=== Short problem ===
Starting with the line that contains "Look at the photo above. Which pixel sits on the blue-purple" and going on through the line that contains "pixel 264 64", copy that stretch of the material below word for word. Give only those lines.

=== Given data ===
↓↓↓
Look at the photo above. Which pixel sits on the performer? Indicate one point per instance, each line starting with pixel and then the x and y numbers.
↑↑↑
↓↓↓
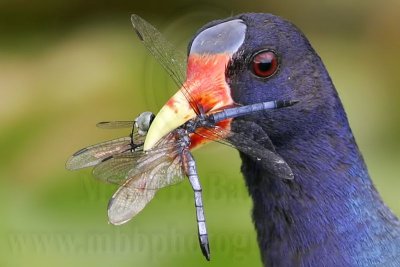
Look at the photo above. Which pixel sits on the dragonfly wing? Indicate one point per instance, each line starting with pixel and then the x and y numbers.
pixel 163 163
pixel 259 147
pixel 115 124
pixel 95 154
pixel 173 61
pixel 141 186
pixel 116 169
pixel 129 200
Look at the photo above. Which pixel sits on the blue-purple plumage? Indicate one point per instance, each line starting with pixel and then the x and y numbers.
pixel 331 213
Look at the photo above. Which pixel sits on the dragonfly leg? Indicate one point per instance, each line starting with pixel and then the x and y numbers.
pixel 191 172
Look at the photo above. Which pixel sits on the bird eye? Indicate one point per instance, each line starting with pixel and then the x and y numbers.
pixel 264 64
↑↑↑
=== Written answer ===
Look at the photo above. Which pixel sits on the blue-purple plumage? Indicate one point per instance, each line starting with pixel and then the x and y numbers.
pixel 331 213
Look at the photo above. Which pixel sits on the dragonfly leg? Indicate one point per instance, each line starting with pixel and then the x and y numbers.
pixel 191 172
Look at the photo above. Which pixel sits on the bird eye? Indicate one point per instance, each line starting with pixel and then the x and y numbers.
pixel 264 64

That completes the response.